**** Extrait du document ****

La facture énergétique n’explose pas seulement au visage des ménages et des entreprises, elle s’invite aussi en plein cœur de la crise sanitaire. Le coût de l’énergie s’annonce déjà stratosphérique dans le budget des structures de soins, ajoutant une ligne de plus dans la très longue litanie des difficultés auxquelles les soignants et leurs directions doivent faire face. Les prévisions budgétaires pour 2023 ne peuvent qu’alerter sur l’urgence du problème : une multiplication parfois par sept pour la facture de gaz est prévue, et, pour l’électricité, le prix du mégawattheure a déjà bondi de 85 euros à plus de 1 000 euros. Au total, une augmentation globale de la facture énergétique de l’ordre de 100 % n’a absolument plus rien d’inenvisageable. Traduit en euros, il faut donc s’attendre à une augmentation à au moins sept chiffres pour une structure de taille moyenne.
La vétusté de notre parc immobilier hospitalier alourdira encore plus la facture, de nombreuses structures étant des passoires thermiques. Un établissement de soins est pourtant un monstre de consommation d’énergie : il ne s’agit pas uniquement de chauffer les chambres des patients, les salles de soin, les blocs opératoires, ou de préparer les repas, mais aussi de faire marcher les scanners, les IRM, de stocker les données des patients dans des salles qu’il faut maintenir à température.

****

*À faire:*
A) D'après l'extrait, pourquoi la vétusté du parc immobilier hospitalier va-t-elle alourdir encore la facture énergétique ? Répondez en une à trois phrases.
B) Dans l'extrait, quel prix le mégawattheure d'électricité a-t-il déjà atteint ?

**** Données enregistrées ****

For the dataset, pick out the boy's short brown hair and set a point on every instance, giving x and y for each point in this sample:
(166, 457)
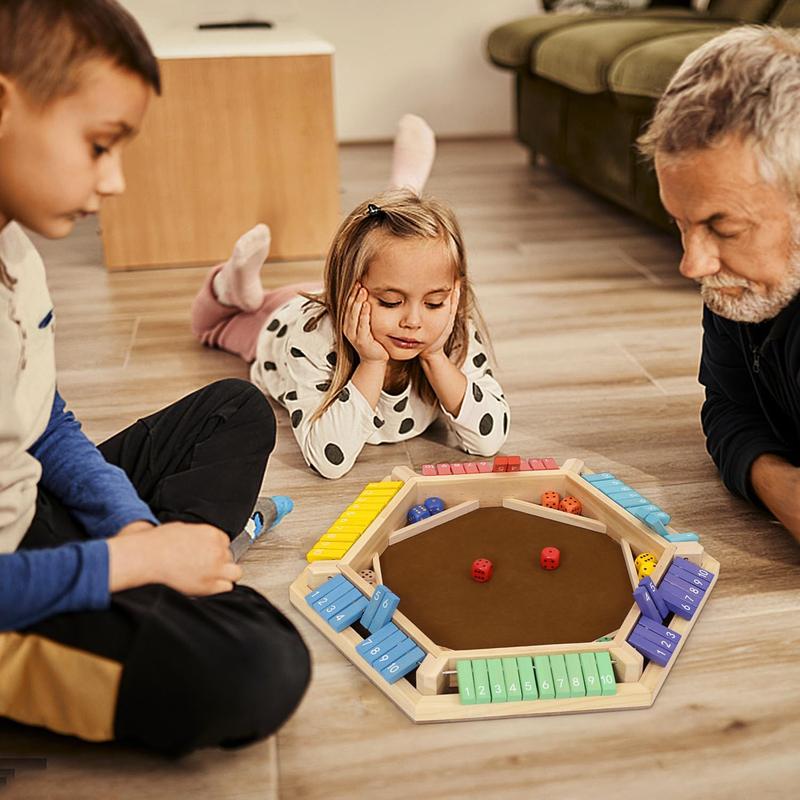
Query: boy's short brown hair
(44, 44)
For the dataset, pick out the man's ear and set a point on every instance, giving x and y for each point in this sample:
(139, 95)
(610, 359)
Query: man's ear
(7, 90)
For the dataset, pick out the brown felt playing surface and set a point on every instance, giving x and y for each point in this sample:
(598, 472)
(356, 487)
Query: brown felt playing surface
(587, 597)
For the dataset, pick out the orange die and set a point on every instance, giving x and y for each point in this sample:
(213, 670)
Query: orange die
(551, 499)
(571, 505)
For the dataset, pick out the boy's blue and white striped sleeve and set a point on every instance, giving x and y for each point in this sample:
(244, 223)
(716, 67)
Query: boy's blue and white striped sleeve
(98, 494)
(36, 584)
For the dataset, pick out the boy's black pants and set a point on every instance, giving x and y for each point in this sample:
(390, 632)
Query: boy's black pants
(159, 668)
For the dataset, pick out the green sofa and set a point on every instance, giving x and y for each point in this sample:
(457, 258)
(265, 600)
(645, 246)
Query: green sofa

****

*Corrigé des exercices:*
A) De nombreuses structures de soins sont des passoires thermiques. Leur vétusté fera donc grimper encore davantage la facture.

B) Plus de 1 000 euros, contre 85 euros auparavant.